:: Bacaan
Pecah Kongsi di Wilayah Tambang
Terungkapnya dugaan korupsi tambang oleh kepala daerah menjadi ironi kesejahteraan bagi Konawe Utara yang kaya akan sumber daya alam. Hasil bumi dan tambang belum maksimal memberikan manfaat kemakmuran bagi warganya.
Pembangunan berwawasan lingkungan dan transparansi pengelolaan sumber daya alam menjadi tantangan kepemimpinan di Kabupaten Konawe Utara, Sulawesi Tenggara. Wilayah kaya nikel ini kini menghadapi ancaman bencana ekologis akibat kegiatan tambang dan pembukaan lahan sawit.
::::
:: Informasi
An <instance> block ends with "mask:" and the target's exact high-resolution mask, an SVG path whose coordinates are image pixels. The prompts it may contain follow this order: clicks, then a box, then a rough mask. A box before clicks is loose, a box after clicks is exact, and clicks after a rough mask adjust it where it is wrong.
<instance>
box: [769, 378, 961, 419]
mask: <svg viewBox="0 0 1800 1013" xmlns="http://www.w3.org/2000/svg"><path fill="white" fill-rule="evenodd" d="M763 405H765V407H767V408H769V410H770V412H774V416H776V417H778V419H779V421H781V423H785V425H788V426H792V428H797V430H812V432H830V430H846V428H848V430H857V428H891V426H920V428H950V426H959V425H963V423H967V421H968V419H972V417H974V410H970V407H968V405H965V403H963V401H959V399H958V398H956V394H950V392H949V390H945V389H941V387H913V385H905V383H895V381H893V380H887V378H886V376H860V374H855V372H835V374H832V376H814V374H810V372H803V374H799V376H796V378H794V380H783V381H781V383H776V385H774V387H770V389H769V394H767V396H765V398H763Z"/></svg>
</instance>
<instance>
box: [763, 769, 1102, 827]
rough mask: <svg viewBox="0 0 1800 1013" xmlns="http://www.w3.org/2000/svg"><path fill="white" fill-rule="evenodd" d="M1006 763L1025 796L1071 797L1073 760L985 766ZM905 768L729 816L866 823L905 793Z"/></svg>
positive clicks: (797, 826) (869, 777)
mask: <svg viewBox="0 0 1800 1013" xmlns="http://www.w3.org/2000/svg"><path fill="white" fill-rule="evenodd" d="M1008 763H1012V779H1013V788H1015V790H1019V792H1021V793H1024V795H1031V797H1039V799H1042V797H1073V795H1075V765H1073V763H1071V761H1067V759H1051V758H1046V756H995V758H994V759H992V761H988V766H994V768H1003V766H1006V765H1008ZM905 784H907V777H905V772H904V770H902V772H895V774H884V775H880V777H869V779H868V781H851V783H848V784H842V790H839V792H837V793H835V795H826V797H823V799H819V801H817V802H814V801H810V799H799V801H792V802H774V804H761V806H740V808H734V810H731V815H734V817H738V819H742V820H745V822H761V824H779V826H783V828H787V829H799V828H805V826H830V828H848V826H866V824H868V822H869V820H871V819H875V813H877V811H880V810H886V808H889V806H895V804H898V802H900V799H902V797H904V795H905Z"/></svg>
::::
● Soal Latihan
1. Menurut bacaan tentang Konawe Utara, wilayah itu kaya akan bahan tambang apa?
2. Salin dengan tepat bagian bacaan tentang Konawe Utara, mulai dari "Pecah Kongsi di" sampai dengan "kemakmuran bagi warganya.".
3. Lanjutkan bacaan tentang tambang di Konawe Utara setelah kalimat terakhirnya.

● Kunci Jawaban
1. Nikel.

2.
Pecah Kongsi di Wilayah Tambang
Terungkapnya dugaan korupsi tambang oleh kepala daerah menjadi ironi kesejahteraan bagi Konawe Utara yang kaya akan sumber daya alam. Hasil bumi dan tambang belum maksimal memberikan manfaat kemakmuran bagi warganya.

3.
Konawe Utara dikenal sebagai wilayah kaya potensi sumber daya alam pertambangan, terutama nikel. Kabupaten di Sulawesi Tenggara ini juga memiliki lahan subur untuk perkebunan dan pertanian. Dari 500.339 hektar luas wilayahnya, lahan perkebunan menjadi yang terbesar, seluas 143.224 hektar. Komoditas yang banyak dikembangkan meliputi ubi, jagung, dan kelapa.
Melihat potensi alamnya, tak heran jika struktur perekonomian di wilayah ini masih bertumpu pada sektor primer, yaitu pertanian dan pertambangan. Dalam kurun waktu 2015-2019, sepertiga PDRB Konawe Utara ditopang oleh sektor pertanian. Pada 2019, kontribusinya 39,93 persen pada PDRB.
Mayoritas penduduk juga menyandarkan hidupnya pada lapangan usaha ini. Terdapat sekitar 11.000 warga (39 persen) bekerja di sektor pertanian, kehutanan, dan perikanan.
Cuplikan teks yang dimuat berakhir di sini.